WHAT YOU SHOULD DO
Don't copy the pictures; return every other part of the records exactly.

Dataset records about object locations
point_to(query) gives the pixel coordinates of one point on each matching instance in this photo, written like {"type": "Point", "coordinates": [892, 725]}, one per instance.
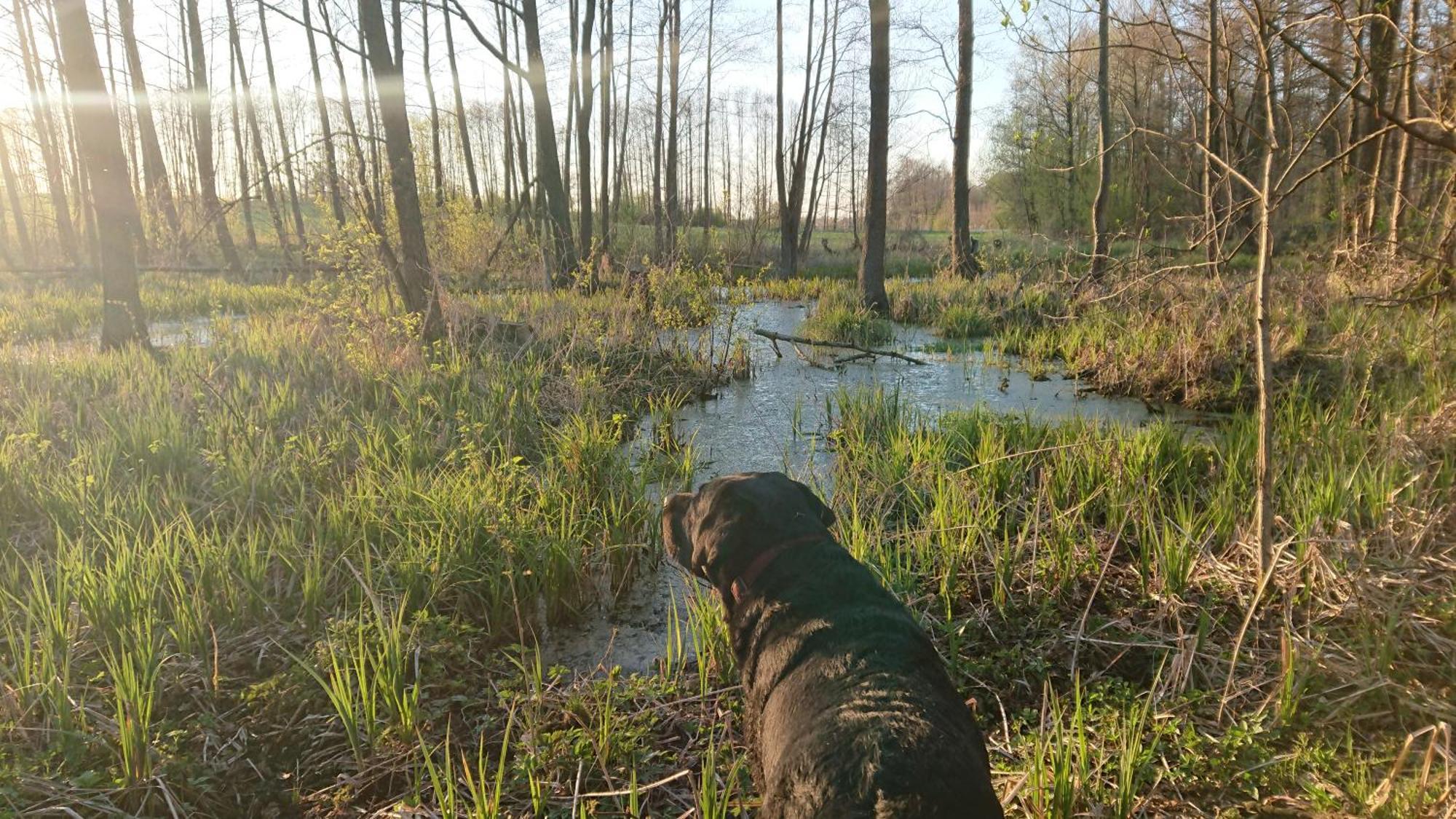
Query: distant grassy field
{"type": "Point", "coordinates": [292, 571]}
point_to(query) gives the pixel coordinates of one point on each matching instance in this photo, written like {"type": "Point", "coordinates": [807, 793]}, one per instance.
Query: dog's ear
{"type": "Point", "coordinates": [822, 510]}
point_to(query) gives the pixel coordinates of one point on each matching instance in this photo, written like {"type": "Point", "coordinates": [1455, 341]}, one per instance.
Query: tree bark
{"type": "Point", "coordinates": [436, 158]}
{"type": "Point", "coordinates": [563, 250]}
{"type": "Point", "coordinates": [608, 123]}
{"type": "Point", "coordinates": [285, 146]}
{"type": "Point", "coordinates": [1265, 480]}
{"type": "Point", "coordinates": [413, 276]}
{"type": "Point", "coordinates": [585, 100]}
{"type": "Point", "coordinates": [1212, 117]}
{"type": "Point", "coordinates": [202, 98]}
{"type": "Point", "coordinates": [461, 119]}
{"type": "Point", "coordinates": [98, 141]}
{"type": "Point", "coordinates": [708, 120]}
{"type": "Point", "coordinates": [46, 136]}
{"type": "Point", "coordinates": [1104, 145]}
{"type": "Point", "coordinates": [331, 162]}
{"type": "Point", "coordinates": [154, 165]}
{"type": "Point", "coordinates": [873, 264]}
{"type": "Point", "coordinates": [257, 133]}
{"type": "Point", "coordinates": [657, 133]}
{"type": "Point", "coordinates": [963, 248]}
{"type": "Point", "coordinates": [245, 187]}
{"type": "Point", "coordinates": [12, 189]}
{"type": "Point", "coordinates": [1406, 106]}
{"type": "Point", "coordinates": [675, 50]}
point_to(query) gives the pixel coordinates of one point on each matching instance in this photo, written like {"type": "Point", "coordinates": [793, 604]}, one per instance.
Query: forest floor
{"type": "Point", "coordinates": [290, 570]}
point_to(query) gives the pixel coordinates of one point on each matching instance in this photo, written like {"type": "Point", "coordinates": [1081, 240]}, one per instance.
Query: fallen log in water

EXERCISE ANSWER
point_to(query) gives the pixel coordinates of one point on each matching instance in this photo, written like {"type": "Point", "coordinates": [892, 725]}, one per instance.
Query: distant grassy field
{"type": "Point", "coordinates": [292, 571]}
point_to(query) gives the pixel coordinates of one point on each matching instance in this photo, written like {"type": "Point", "coordinates": [807, 793]}, one per instance.
Query: dog's ear
{"type": "Point", "coordinates": [822, 510]}
point_to(query) gives the pixel coordinates of one point on each matching instance in this photo, written like {"type": "Point", "coordinates": [1455, 341]}, one per instance.
Query: tree bark
{"type": "Point", "coordinates": [436, 158]}
{"type": "Point", "coordinates": [563, 250]}
{"type": "Point", "coordinates": [608, 123]}
{"type": "Point", "coordinates": [285, 146]}
{"type": "Point", "coordinates": [1265, 480]}
{"type": "Point", "coordinates": [413, 276]}
{"type": "Point", "coordinates": [585, 100]}
{"type": "Point", "coordinates": [1212, 117]}
{"type": "Point", "coordinates": [202, 98]}
{"type": "Point", "coordinates": [461, 119]}
{"type": "Point", "coordinates": [98, 141]}
{"type": "Point", "coordinates": [708, 120]}
{"type": "Point", "coordinates": [46, 136]}
{"type": "Point", "coordinates": [1104, 145]}
{"type": "Point", "coordinates": [331, 162]}
{"type": "Point", "coordinates": [154, 165]}
{"type": "Point", "coordinates": [873, 264]}
{"type": "Point", "coordinates": [257, 133]}
{"type": "Point", "coordinates": [657, 133]}
{"type": "Point", "coordinates": [963, 248]}
{"type": "Point", "coordinates": [245, 187]}
{"type": "Point", "coordinates": [12, 189]}
{"type": "Point", "coordinates": [1406, 106]}
{"type": "Point", "coordinates": [675, 50]}
point_to(query) gives the pixel coordinates of one point on each matching instance in this photo, written like {"type": "Point", "coordinates": [793, 604]}, one per instance.
Query: forest floor
{"type": "Point", "coordinates": [290, 570]}
point_to(query) gives the pixel coordinates of one point on each matching instance in this photo, written like {"type": "Point", "coordinates": [1081, 240]}, one per instance.
Query: fallen log in water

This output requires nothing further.